Article By: Melissa McAlees, News Editor

As the Government is set to start the ‘long-awaited’ childhood obesity plan, health campaigners have called the proposals ‘feeble’ compared to what was initially expected and have called for new Prime Minister Theresa May to take action.

Jamie Oliver. Credit: Channel 4 Picture Publicity

The measures, centred on the sugar tax announced by George Osborne in March, will include a levy on sugary drinks and a target for food manufacturers to reduce the level of sugar in food and drink by 20 per cent in five years – but it will be voluntary, and will not include many of the measures demanded by health campaigners, such as restrictions on advertising.

Celebrity chef Jamie Oliver took to Twitter to share his disappointment, tweeting: “The long-awaited Childhood Obesity Strategy from Theresa May’s new Government is far from robust. It was set to be one of the most important health initiatives of our time, but look at the words used – ‘should, might, we encourage’ – too much of it is voluntary, suggestive, where are the mandatory points? Where are the actions on the irresponsible advertising targeted at our children, and the restrictions on junk food promotions?

_SET TASKS_:
a - List every person named in the article on the childhood obesity plan.
b - Reproduce word for word the lines of the records from the line containing "wooden chair, formatted" up to and including the last line of the records.
The article on the childhood obesity plan has no connection to the records that follow it.

_DATA LISTING_:
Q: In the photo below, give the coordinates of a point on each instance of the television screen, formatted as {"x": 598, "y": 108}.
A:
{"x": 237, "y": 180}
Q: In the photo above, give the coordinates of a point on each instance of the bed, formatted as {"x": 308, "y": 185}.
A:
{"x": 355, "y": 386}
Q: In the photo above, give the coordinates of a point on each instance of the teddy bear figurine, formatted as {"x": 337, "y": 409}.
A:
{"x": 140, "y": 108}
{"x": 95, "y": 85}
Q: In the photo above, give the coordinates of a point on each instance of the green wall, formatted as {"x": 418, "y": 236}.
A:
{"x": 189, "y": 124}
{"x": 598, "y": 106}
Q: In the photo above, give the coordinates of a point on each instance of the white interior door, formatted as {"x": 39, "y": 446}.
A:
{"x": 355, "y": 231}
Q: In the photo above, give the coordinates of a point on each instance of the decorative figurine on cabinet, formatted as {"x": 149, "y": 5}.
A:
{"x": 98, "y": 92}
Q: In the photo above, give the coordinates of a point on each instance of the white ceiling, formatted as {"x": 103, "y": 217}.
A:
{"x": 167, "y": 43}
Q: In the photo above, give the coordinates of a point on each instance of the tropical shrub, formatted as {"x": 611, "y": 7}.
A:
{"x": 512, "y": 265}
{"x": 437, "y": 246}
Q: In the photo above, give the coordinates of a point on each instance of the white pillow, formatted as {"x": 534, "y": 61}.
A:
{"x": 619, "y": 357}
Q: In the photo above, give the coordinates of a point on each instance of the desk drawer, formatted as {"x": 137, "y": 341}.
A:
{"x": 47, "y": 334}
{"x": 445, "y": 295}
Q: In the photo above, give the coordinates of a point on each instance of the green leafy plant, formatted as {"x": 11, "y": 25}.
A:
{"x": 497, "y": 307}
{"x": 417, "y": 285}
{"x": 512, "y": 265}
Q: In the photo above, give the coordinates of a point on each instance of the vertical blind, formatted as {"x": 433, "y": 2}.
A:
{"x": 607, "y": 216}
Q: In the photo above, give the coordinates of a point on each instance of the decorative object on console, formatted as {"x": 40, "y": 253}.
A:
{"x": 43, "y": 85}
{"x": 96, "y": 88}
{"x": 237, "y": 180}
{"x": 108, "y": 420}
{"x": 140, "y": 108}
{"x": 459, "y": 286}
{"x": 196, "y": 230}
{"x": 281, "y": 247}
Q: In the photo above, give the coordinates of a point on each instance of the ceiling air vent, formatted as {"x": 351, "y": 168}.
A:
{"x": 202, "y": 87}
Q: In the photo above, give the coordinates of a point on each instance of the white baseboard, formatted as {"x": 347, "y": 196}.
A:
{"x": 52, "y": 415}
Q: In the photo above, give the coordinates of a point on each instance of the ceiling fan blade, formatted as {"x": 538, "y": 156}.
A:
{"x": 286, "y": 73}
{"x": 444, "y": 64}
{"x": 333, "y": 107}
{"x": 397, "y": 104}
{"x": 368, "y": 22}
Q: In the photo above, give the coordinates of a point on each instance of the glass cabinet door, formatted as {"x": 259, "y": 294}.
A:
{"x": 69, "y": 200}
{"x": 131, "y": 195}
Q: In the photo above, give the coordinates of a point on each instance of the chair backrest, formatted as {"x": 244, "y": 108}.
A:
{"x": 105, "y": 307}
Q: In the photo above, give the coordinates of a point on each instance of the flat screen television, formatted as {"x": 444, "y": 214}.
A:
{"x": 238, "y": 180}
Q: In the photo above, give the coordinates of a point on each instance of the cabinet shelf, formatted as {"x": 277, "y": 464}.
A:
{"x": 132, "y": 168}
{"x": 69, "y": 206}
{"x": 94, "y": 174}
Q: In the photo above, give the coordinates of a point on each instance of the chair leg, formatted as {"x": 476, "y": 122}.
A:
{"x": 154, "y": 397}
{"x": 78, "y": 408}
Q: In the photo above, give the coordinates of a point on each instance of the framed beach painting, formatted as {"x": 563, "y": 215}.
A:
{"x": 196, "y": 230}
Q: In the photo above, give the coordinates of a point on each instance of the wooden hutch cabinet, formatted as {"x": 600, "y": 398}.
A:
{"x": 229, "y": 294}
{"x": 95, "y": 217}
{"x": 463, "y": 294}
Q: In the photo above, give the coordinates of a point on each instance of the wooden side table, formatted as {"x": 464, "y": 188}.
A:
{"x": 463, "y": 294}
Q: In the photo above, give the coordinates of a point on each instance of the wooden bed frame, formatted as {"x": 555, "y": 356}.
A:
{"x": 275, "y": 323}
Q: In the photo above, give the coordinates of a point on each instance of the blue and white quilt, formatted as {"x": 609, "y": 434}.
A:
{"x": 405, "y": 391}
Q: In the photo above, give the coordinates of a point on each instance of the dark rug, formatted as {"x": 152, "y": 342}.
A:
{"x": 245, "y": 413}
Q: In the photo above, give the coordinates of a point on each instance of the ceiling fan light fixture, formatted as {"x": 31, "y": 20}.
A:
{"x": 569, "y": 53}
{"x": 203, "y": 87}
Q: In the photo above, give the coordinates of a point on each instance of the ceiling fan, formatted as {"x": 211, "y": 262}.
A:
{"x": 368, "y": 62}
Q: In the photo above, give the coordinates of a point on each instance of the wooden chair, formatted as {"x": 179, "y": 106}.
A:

_RESULTS FOR EACH TASK_:
a - Melissa McAlees, Theresa May, Jamie Oliver, George Osborne

b -
Q: In the photo above, give the coordinates of a point on each instance of the wooden chair, formatted as {"x": 179, "y": 106}.
A:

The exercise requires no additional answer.